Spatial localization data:

──────────────────────────────

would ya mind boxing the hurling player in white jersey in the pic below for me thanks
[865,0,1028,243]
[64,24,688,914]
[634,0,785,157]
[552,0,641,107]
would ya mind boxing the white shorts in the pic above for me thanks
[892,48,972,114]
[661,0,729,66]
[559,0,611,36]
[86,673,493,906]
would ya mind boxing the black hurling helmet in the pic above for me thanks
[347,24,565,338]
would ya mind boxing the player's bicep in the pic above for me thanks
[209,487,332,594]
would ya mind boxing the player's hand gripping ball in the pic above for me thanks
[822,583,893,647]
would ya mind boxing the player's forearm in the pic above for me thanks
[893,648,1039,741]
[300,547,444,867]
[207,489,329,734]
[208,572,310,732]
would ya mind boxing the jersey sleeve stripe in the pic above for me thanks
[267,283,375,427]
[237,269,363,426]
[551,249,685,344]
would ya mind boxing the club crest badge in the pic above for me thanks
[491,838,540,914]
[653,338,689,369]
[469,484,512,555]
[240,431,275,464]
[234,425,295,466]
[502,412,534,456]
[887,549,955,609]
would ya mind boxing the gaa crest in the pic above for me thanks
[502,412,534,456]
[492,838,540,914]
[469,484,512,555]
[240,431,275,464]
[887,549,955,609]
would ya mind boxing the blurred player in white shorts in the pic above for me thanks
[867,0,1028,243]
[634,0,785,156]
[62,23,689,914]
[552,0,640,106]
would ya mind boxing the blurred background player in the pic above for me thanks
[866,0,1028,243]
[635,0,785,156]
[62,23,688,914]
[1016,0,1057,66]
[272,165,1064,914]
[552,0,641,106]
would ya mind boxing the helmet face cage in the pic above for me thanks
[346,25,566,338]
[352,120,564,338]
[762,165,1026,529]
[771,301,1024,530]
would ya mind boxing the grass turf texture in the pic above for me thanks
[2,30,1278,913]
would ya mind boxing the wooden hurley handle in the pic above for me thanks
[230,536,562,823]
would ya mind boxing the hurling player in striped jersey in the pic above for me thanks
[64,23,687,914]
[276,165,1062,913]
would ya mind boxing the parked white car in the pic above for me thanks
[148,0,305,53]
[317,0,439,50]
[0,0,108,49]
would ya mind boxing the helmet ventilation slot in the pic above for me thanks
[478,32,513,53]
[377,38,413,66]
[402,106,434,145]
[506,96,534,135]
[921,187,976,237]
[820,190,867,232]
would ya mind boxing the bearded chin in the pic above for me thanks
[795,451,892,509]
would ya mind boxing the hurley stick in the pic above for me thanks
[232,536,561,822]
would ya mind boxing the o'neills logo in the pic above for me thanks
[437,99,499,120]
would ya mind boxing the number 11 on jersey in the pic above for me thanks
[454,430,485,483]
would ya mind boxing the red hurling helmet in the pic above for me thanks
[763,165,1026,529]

──────────────────────────────

Required work:
All records shown above are to be output exactly.

Exercise response:
would ya mind boxing the hurling player in white jersey in the pic below for me thanks
[865,0,1028,243]
[64,24,688,914]
[634,0,785,157]
[552,0,641,107]
would ya mind boxing the white shorts in the pic above for me thanks
[892,48,972,114]
[661,0,729,66]
[559,0,611,36]
[86,673,493,906]
would ya mind boxing the black hurling helmet in the pic above for me thanks
[347,24,565,338]
would ya mind boxing the player's bicep in the pic above for me thanks
[209,487,332,594]
would ya mind boxing the player's hand gripping ball in the pic above for me thanks
[822,583,893,647]
would ya mind boxing the player's forearm in the pic above for me thanks
[893,648,1039,741]
[300,547,444,867]
[207,489,329,734]
[208,572,310,732]
would ya mind boxing the jersey sleeve stripe in the pic above for me thanks
[267,283,375,427]
[237,269,363,426]
[551,249,685,344]
would ya mind boxing the club crest badge in the pic above for me thanks
[491,838,540,914]
[653,338,689,369]
[469,484,512,555]
[240,431,275,464]
[234,425,295,466]
[502,412,534,456]
[887,549,955,609]
would ya mind boxing the gaa crest in the pic above for me thanks
[502,412,534,456]
[492,838,540,914]
[469,484,512,555]
[240,431,275,464]
[887,549,955,609]
would ya mind boxing the blurred player in white shorts in the pic above for me thanks
[867,0,1028,243]
[634,0,785,156]
[62,23,689,914]
[552,0,640,106]
would ya mind boxing the blurred background player in the pic above for me thanks
[866,0,1028,243]
[635,0,785,156]
[62,23,688,914]
[1016,0,1057,66]
[272,165,1064,914]
[552,0,641,106]
would ya mind boxing the helmet face cage in the pic above for me thanks
[346,25,566,338]
[352,120,564,338]
[762,165,1026,529]
[771,301,1024,530]
would ya mind boxing the grass turf texture in the pic above for me thanks
[2,30,1278,913]
would ya mind boxing the wooden hurley handle in the pic above for me thanks
[230,536,562,823]
would ya mind boxing the hurling player in striped jersey in the pic above for me thanks
[64,23,687,914]
[276,165,1062,913]
would ya mind boxing the parked white car in the pic above for me thanks
[148,0,305,53]
[317,0,439,50]
[0,0,108,49]
would ya mind boxing the helmet ventilation slot in the pic above for me thanks
[478,32,513,53]
[377,38,413,66]
[402,106,434,145]
[506,96,534,135]
[921,187,976,237]
[820,190,867,232]
would ya mind boxing the bearded chin in the pic above for me thanks
[795,451,892,509]
would ya mind boxing the hurley stick in the pic above for me thanks
[232,536,561,822]
would ya mind boxing the o'neills logo in the pic above for me thanks
[437,99,499,120]
would ya mind boxing the number 11 on jersey in the pic above for me thanks
[454,430,485,483]
would ya mind boxing the red hurling helmet in the pic above for me thanks
[763,165,1026,529]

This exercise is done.